AIM OF THE EXERCISE: The answer must repeat every record exactly, with no pictures in it.

___

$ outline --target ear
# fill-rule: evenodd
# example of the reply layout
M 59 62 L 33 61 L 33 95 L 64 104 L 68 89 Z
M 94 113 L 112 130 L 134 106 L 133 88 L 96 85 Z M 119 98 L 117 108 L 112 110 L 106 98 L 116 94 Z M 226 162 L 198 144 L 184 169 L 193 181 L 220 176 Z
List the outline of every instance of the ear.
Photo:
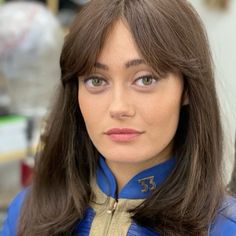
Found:
M 189 97 L 187 89 L 184 90 L 182 95 L 182 106 L 186 106 L 189 104 Z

___

OUTPUT FOR THIS EXERCISE:
$ outline --target ear
# fill-rule: evenodd
# example of the reply layout
M 59 62 L 33 61 L 33 95 L 64 104 L 68 89 Z
M 94 113 L 112 130 L 134 106 L 133 88 L 96 85 Z M 119 98 L 117 108 L 112 110 L 106 98 L 116 94 Z M 226 162 L 198 144 L 184 169 L 193 181 L 220 176 Z
List the outline of every instance of the ear.
Photo:
Found:
M 189 97 L 187 89 L 184 90 L 182 95 L 182 106 L 186 106 L 189 104 Z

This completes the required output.